# Work order:
Please reproduce the data exactly, though every picture must stay out.

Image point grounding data

┌────────

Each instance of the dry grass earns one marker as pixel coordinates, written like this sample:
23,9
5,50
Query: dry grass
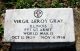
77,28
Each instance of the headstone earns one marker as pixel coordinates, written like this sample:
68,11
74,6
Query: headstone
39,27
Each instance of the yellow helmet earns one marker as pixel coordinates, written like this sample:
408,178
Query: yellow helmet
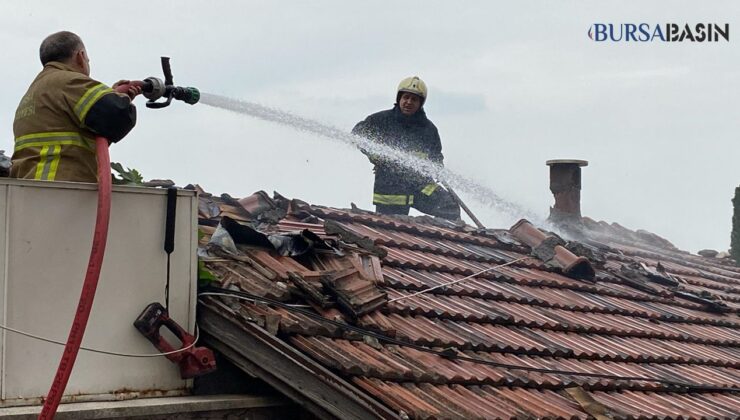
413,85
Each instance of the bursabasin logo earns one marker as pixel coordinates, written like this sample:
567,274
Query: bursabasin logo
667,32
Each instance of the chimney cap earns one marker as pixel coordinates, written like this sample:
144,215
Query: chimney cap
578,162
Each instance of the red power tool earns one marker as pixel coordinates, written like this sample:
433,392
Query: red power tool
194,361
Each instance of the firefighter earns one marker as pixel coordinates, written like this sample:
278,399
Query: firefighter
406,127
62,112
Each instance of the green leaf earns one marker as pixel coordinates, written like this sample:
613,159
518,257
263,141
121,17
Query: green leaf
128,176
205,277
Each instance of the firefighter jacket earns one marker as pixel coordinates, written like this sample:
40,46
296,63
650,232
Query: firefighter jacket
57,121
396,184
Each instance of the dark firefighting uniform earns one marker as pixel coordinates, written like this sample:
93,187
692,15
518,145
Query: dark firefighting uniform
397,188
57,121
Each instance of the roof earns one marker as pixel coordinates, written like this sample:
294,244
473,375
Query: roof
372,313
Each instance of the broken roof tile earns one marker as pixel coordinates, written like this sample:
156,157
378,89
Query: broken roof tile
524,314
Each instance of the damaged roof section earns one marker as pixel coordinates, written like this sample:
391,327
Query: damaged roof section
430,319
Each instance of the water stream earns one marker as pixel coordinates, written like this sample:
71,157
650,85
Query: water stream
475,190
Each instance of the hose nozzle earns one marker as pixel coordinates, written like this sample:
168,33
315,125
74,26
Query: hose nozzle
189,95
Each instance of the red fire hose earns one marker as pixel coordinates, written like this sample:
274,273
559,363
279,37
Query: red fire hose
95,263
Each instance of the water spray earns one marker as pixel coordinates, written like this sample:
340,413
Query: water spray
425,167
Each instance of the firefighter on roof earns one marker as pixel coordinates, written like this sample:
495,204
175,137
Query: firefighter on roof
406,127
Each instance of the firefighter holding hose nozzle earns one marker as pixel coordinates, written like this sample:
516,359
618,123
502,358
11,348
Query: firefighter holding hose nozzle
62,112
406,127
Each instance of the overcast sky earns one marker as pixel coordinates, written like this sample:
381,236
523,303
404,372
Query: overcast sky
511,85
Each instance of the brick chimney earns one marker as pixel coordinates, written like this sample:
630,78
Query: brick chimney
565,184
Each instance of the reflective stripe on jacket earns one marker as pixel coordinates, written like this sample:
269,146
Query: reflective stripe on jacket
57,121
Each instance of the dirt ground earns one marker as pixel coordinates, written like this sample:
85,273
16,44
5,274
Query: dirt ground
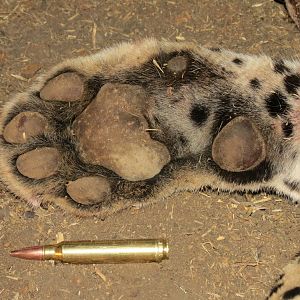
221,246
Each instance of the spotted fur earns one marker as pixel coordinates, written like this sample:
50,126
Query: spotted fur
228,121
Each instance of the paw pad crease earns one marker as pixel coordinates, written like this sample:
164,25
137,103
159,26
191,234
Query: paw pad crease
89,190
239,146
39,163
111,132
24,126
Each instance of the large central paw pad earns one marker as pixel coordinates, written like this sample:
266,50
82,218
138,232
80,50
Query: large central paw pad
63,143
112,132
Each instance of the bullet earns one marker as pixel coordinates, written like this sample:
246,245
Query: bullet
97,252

└────────

# Output of the task:
Each instance of the dry grass earns one marker as pixel coordinates, written like this sample:
23,9
5,50
Query: dry grass
77,28
Each instance of the headstone earns one marker as pixel coordinates, written like this sample:
68,11
74,6
Query: headstone
39,27
Each instance of the yellow helmet earns one marker as pixel coordinates, written like this sample:
408,178
Query: yellow helmet
413,85
Each instance of the bursabasin logo earns one marker as pixel coordinates, written like this sample:
567,274
Query: bursabasin logo
667,32
Each instance of the chimney cap earns one marker as pixel coordinates, written like this sample:
144,215
Query: chimney cap
578,162
Each instance of the red power tool earns one marker as pixel coordinates, written like this sample:
433,392
Query: red power tool
194,361
Each instance of the firefighter earns one marker as pixel coordinates, written like this sample:
278,399
Query: firefighter
406,127
62,112
Each instance of the green leaf earns one marker as pixel coordinates, written like this sample:
613,159
518,257
263,141
121,17
Query: green leaf
128,176
205,277
Each instance of the firefighter jacket earns one marker as pixel coordinates, written like this sample:
40,46
296,63
650,232
Query: firefighter jacket
57,121
396,184
Each instance of the dark firefighting uniform earns one marker as pixel coordinates, written like this sample:
93,187
692,15
518,145
Query: dark firefighting uniform
397,188
57,121
Each instance of the roof earns one marker as pixel coordinates, written like this sample:
294,244
473,375
Query: roof
372,313
Each instance of the broken roof tile earns one marker as pixel coordinates, written like this sample:
156,157
378,89
Query: broken roof tile
524,314
Each instance of the damaged roof section earns one marker as pixel coordinates, written like this sample:
391,327
Query: damaged roof section
430,319
Each instance of the water stream earns one marker as pixel coordinates, written like this sample:
71,157
650,85
Query: water stream
475,190
Each instance of the hose nozzle earns one marker as pixel coordinates, written like this sample:
168,33
315,125
74,26
Query: hose nozzle
189,95
Each instance of the red fire hose earns one marker as pixel coordinates, written like this sample:
274,273
559,363
279,37
Query: red fire hose
95,263
Each instance of the water spray earns one marker as pixel coordinates, written like this sample:
340,413
Query: water spray
425,167
Each instance of the firefighter on roof earns one marker as pixel coordinates, written like this sample:
495,204
175,137
Query: firefighter on roof
406,127
Each instance of the firefighter holding hose nozzle earns one marker as pixel coordinates, written like this sample:
516,359
618,123
502,358
11,348
Query: firefighter holding hose nozzle
62,112
406,127
Each instance of the overcast sky earns one marker as pixel coordinates, written like this sample:
381,236
523,303
404,372
Query: overcast sky
511,85
Each instance of the brick chimney earns one marker as pixel coordinates, written like this sample:
630,78
Query: brick chimney
565,184
Each instance of the reflective stripe on jacket earns one marker as pixel coordinates, written like this sample:
269,146
Query: reflective stripe on jacket
57,121
Each instance of the dirt ground earns one marker as pixel coordinates, written like this sample:
85,273
16,44
5,274
Query: dirt ground
221,246
Each instance of the spotted fur earns one marker as pixel coordinates, written like this sample:
50,126
Query: spotted fur
228,121
Each instance of the paw pad crease earns one marker as pixel coordinates, written like this sample:
164,25
137,103
159,26
191,234
Query: paw pad crease
89,190
239,146
39,163
111,132
24,126
Each instance of the large central paw pad earns one marker as pixel coordinates, written like this sample:
266,50
82,218
138,232
80,50
Query: large central paw pad
63,143
112,132
Each instance of the bullet earns one marker as pixel coordinates, written like this sample:
246,245
Query: bullet
97,252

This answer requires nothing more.